**OBJECTIVE**
Give back the line where "Practice step: point at the distant headland" appears and all the lines after it until the listing ends, unchanged and with nothing else.

-- Start TASK MATERIAL --

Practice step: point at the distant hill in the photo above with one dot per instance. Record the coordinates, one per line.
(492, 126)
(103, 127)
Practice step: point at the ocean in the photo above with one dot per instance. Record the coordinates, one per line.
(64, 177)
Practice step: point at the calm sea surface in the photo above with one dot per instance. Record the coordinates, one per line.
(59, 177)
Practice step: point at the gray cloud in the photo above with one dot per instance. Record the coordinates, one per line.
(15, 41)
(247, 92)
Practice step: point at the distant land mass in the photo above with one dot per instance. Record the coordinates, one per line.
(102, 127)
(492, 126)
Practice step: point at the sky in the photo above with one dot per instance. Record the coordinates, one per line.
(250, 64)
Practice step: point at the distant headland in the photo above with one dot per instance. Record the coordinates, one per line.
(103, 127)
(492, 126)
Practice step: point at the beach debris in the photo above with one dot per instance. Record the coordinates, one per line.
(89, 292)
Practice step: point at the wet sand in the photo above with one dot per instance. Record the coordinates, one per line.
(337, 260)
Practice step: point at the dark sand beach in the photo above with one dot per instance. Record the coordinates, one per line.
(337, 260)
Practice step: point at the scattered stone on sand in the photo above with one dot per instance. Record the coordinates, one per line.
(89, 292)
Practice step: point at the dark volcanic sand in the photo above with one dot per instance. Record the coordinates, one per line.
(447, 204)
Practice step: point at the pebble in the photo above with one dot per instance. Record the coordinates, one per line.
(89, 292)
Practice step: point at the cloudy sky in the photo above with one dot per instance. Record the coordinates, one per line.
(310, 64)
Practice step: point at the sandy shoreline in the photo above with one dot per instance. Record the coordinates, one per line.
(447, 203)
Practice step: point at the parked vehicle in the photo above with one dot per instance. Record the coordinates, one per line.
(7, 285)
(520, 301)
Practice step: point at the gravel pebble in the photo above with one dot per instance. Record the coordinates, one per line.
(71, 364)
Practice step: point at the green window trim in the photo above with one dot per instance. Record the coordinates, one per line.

-- End TASK MATERIAL --

**FINISHED ANSWER**
Practice step: point at the distant headland in the photo above with one dot per instance. Record the coordinates, one per line.
(103, 127)
(492, 126)
Practice step: point at the beach debris in the photo above with one dot per instance. Record the coordinates, one per line.
(89, 292)
Practice step: point at the wet sand in the photo above with one dot per instance. Record the coordinates, one per line.
(337, 260)
Practice step: point at the dark sand beach in the photo above with one dot per instance. Record the coordinates, one per line.
(337, 260)
Practice step: point at the scattered stone on sand in the photo above with one dot per instance. Record the coordinates, one per line.
(89, 292)
Practice step: point at the dark volcanic sand in the photo above with one dot per instance. Record the coordinates, one per line.
(447, 204)
Practice step: point at the pebble in the photo above with one dot per instance. Record the coordinates, one per line.
(89, 292)
Practice step: point at the cloudy sky in the photo above with one dot per instance. Record the coordinates, one per line.
(310, 64)
Practice step: point at the sandy shoreline in the photo above with one dot per instance. Record the coordinates, one per line.
(447, 203)
Practice step: point at the parked vehicle in the photo above with one dot per instance. Record the coordinates, one per line.
(7, 285)
(520, 301)
Practice step: point at the gravel pebble in the photo above with one dot per instance. Record the coordinates, one per line.
(71, 364)
Practice step: point at the green window trim in the photo above with one dot per instance. Record the coordinates, one per line.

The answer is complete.